Reproduce the listing verbatim through the line with "Give the outline of every instance of the <item>finger</item>".
RECORDS TO USE: Begin
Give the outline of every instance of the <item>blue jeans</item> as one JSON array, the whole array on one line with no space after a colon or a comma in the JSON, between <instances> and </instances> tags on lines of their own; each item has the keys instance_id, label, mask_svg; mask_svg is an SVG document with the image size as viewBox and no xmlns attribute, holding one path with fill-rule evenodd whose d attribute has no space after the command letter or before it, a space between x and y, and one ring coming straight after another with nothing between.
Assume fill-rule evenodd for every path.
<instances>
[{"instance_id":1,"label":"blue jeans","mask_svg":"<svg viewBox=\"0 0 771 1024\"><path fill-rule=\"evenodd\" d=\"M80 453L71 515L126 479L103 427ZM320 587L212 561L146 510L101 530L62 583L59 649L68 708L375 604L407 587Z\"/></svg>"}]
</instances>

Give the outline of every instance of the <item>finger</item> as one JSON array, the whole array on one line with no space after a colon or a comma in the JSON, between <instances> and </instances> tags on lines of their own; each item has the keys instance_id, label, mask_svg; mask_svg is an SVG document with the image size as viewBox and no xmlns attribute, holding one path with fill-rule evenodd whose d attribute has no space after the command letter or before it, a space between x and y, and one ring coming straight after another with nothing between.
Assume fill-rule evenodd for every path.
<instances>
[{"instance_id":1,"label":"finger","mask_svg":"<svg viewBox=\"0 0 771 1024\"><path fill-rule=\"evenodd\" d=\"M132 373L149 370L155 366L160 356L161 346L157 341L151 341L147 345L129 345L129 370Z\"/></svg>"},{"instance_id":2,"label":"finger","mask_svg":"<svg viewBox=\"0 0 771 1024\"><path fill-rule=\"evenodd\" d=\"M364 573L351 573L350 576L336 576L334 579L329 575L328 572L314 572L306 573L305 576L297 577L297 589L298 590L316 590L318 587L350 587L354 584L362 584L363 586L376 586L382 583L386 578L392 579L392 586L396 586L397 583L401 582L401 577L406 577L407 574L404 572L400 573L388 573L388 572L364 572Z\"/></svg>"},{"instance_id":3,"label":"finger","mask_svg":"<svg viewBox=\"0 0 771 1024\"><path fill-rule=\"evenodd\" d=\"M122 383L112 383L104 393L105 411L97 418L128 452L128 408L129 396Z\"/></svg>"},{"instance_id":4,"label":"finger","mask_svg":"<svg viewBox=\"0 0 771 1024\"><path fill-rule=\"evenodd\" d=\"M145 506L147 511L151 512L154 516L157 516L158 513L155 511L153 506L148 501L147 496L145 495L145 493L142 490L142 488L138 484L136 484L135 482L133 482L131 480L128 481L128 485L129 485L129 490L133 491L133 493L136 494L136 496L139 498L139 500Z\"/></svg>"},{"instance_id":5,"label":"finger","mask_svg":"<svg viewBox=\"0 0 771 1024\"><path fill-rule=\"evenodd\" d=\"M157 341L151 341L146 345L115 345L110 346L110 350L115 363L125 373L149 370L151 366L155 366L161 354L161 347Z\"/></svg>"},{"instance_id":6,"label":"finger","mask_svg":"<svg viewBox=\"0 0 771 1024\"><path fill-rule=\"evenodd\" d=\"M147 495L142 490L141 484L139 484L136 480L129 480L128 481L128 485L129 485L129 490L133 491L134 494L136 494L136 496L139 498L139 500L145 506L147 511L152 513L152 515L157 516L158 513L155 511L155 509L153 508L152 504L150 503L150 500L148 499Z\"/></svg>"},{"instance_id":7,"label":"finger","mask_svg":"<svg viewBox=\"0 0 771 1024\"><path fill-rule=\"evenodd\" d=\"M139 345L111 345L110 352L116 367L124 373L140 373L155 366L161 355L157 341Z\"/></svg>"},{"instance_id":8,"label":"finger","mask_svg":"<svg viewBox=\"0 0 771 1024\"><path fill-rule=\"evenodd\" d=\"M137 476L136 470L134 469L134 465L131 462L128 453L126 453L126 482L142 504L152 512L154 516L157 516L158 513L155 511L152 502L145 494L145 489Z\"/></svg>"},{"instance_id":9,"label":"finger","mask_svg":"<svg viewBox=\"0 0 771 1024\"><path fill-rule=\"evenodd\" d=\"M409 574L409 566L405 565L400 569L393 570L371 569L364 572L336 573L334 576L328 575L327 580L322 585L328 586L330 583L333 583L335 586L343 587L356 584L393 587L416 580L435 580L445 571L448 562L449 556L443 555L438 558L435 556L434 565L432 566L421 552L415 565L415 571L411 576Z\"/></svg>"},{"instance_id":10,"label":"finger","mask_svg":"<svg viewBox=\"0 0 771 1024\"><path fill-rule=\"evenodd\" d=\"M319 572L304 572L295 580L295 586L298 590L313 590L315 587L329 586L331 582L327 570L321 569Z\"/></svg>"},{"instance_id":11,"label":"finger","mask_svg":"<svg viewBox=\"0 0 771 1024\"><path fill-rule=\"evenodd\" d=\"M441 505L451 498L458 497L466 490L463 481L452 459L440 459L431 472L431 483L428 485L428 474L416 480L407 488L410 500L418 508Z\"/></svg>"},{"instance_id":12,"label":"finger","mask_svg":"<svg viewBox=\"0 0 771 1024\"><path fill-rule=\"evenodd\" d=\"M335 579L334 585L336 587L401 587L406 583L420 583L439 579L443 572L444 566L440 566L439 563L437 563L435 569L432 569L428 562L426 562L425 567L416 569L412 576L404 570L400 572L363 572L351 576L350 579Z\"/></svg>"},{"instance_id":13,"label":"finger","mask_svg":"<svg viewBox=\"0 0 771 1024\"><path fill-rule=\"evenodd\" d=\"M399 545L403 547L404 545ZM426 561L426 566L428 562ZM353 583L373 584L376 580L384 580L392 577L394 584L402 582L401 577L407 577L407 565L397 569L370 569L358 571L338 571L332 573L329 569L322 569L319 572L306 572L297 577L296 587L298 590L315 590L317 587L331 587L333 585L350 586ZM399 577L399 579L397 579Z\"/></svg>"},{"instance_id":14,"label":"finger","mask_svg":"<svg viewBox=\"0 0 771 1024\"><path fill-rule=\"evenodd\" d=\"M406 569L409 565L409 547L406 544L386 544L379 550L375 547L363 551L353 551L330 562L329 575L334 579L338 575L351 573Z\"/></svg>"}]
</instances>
RECORDS TO USE: End
OUTPUT OF THE EXERCISE:
Give the outline of every instance of the <item>blue jeans</item> as one JSON array, the whole array on one line with no space after a colon or a comma in the JSON, between <instances> and </instances> tags on lines of their own; each item has the keys instance_id, label, mask_svg; mask_svg is an SVG document with the image size as viewBox and no xmlns attribute, holding one path with fill-rule evenodd whose d attribute has no space after the command letter or before it, a space between x and y, and one ring coming straight after another with nothing between.
Assume fill-rule evenodd for every path.
<instances>
[{"instance_id":1,"label":"blue jeans","mask_svg":"<svg viewBox=\"0 0 771 1024\"><path fill-rule=\"evenodd\" d=\"M80 453L71 515L126 479L103 427ZM320 587L212 561L146 510L101 530L62 583L59 649L68 708L375 604L407 587Z\"/></svg>"}]
</instances>

Give the outline of every instance of the <item>finger</item> as one JSON array, the whole array on one line with no space after a colon or a comma in the JSON, between <instances> and </instances> tags on lines of their own; each item has the keys instance_id, label, mask_svg; mask_svg is an SVG document with the image size as viewBox and no xmlns attribute, holding one path with fill-rule evenodd whose d attribute has no space after the command letter or before it, a space between x and y, and one ring coming straight after another with nothing between.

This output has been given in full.